- _The problem_
Could you show each line of the records that contains the word "front"?

(Beginning of Exercise data)

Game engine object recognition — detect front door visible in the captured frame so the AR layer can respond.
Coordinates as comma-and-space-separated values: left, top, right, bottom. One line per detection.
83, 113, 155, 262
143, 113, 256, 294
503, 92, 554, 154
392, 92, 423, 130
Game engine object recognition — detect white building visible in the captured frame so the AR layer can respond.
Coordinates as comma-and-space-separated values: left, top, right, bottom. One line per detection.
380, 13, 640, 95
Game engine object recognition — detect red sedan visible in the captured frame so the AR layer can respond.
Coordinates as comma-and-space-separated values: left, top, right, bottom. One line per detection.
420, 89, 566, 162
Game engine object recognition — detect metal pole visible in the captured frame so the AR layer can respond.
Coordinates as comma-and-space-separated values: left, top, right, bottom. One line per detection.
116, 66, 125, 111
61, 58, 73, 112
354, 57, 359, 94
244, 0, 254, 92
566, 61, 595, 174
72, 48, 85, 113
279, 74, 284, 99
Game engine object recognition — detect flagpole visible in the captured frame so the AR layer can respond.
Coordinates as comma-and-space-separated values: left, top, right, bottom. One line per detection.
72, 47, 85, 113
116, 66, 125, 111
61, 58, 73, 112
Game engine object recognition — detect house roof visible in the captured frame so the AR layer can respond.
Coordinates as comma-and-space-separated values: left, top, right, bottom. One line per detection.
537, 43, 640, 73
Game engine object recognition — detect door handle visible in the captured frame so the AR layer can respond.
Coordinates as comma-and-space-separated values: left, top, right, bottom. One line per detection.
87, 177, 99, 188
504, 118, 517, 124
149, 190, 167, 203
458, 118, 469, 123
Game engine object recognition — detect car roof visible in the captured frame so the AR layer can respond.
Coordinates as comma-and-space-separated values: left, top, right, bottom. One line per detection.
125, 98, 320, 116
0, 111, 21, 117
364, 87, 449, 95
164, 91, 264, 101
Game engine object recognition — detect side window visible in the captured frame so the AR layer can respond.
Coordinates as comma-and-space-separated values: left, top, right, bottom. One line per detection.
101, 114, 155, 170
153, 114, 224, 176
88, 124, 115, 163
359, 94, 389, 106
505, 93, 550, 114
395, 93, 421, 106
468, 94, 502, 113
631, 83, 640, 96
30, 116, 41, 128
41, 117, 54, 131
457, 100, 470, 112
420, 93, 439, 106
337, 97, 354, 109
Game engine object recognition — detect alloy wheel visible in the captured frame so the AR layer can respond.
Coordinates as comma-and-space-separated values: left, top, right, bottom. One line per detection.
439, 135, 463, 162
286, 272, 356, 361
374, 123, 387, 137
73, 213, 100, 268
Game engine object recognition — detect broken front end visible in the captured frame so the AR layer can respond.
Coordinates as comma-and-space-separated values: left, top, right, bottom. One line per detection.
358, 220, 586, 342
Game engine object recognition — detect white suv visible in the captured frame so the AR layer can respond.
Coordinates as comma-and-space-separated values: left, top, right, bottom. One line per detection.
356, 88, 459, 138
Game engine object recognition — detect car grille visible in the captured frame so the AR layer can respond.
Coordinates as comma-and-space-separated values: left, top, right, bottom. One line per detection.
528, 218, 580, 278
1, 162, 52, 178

(End of Exercise data)

- _Task output_
Game engine object recognition — detect front door visible in the captured frame so the AR layer can respond.
Game engine object recognition — detect broken front end visible in the captured frame so the AR layer can respond.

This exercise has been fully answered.